Information Block Start
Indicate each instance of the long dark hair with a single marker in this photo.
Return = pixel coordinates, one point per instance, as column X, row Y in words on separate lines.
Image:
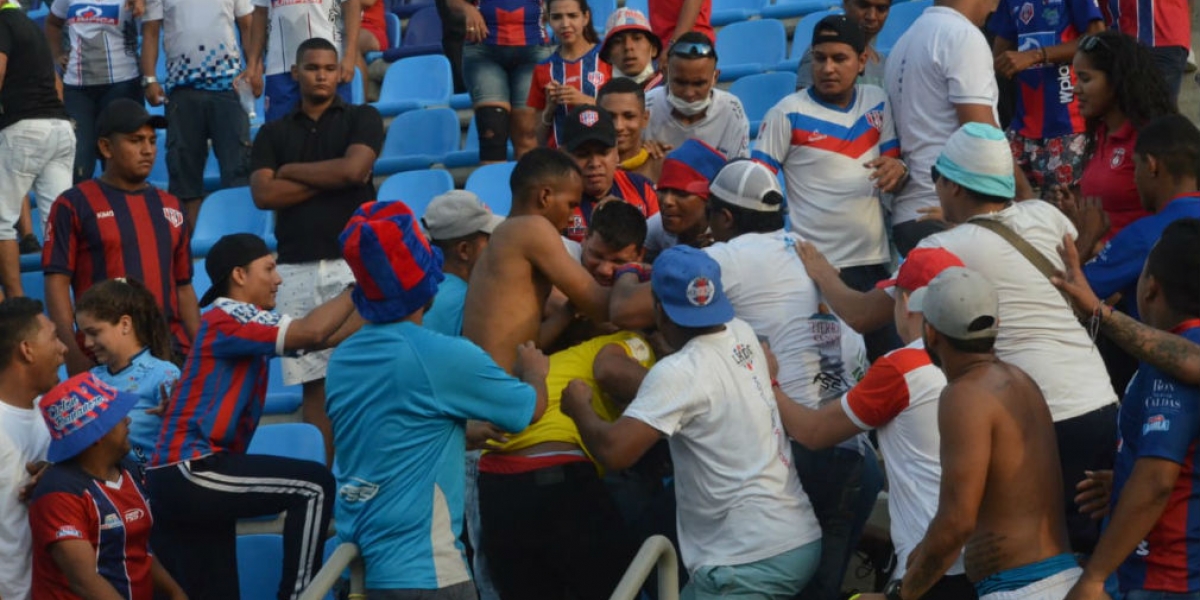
column 112, row 299
column 1138, row 87
column 589, row 30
Information Block End
◆ To do
When you copy the data, keep every line exact and leave out each picture.

◆ Output
Indicate each instance of the long dark hair with a single marker in this photo.
Return = pixel coordinates, one point per instance, as column X, row Y in words on separate lines.
Image:
column 112, row 299
column 1138, row 87
column 589, row 30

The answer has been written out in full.